__Given text__:
Will religious rights now also be extended to fictional 'persons'?
By Ernest A. Canning on 12/3/2013, 8:26pm PT  

The Affordable Care Act (ACA, or "Obamacare") mandates that preventive care under group health insurance plans include a "full range" of FDA-approved "contraceptive methods". That requirement has resulted in two cases now pending before the U.S. Supreme Court which may result in "religious rights" being extended to so-called "corporate persons".

The cases are brought by two different for-profit corporations, each arguing that the mandate violates the corporate employer's rights under the Religious Freedom Restoration Act of 1993 (RFRA) and the Free Exercise Clause of the First Amendment to the U.S. Constitution. Neither of the cases involve non-profit religious institutions, which are exempt from the ACA's contraceptive mandate.

The RFRA, which was signed into law by President Bill Clinton in 1993, requires that an otherwise neutral government action "not substantially burden a person's exercise of religion" absent a compelling governmental interest.

__Data provided__:
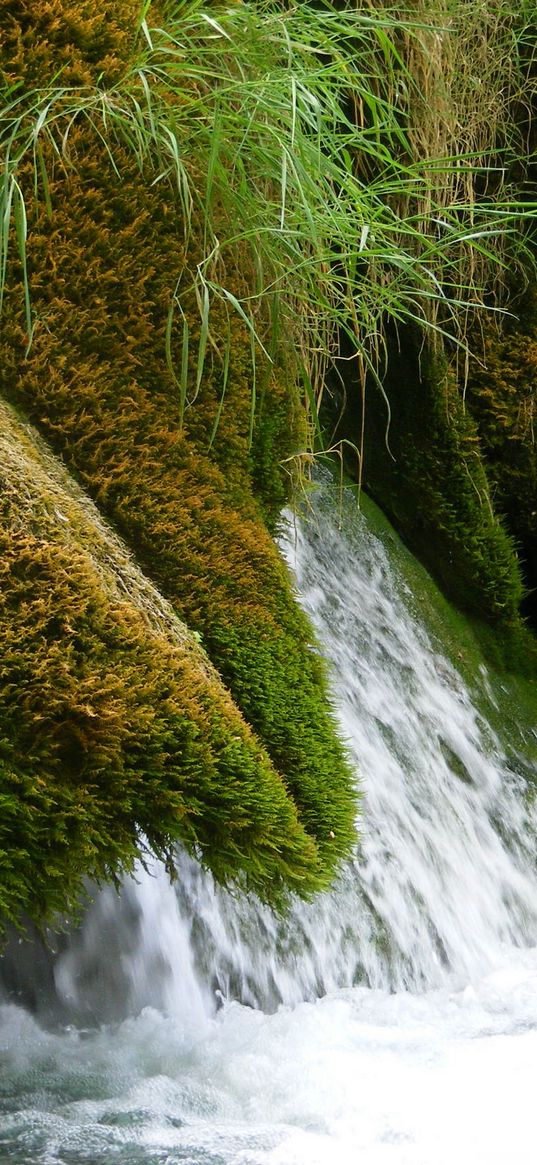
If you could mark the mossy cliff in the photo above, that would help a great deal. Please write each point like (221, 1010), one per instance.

__Written instruction__:
Pick up the article on the contraceptive mandate and corporate religious rights from its last sentence and keep writing it.

__Written response__:
The government, in its Supreme Court petition [PDF], argues that the "contraceptive coverage" mandate does not "substantially burden" an employer's free exercise of religion. (More on that particularly point in a subsequent article on this.) But while additionally urging that the contraceptive coverage mandate is based upon a compelling government interest, the government sets forth a number of significant ACA benefits that have been obscured by the fog of the unrelenting right wing, anti-Obamacare propaganda war. The critical threshold issue that must be met in these cases, before any of those additional issues need be reached, entails the validity and/or scope of the controversial concept of "corporate personhood".

Will the religious rights of actual persons now be extended to fictional corporate "persons"? That is one of the key issues that will now be decided by the same U.S. Supreme Court which handed down the now infamous Citizens United case...

'Religous Corporate Personhood'?

In Hobby Lobby Stores, Inc. v. Sebelius [PDF], one of three appellate cases to be examined by SCOTUS in deciding the two cases now before it, a sharply divided 10th U.S. Circuit Court of Appeal ruled that a for-profit corporation is a "person" within the meaning of the RFRA. They found that forcing a for-profit corporation to include contraceptive coverage in a group health plan imposes a significant burden upon the for-profit corporation's exercise of religion.

In the two other cases, Conestoga Wood Specialties Corp. v. Sebelius [PDF] (3rd Circuit, 2-1 decision) and Autocam Corp. v. Sebelius (6th Circuit) the courts found virtually the opposite, sharply disagreeing with the premise of the Hobby Lobby case. A for-profit corporation, those two appellate courts ruled, is not a "person" either with respect to the Free Exercise Clause of the First Amendment or within the meaning of the RFRA.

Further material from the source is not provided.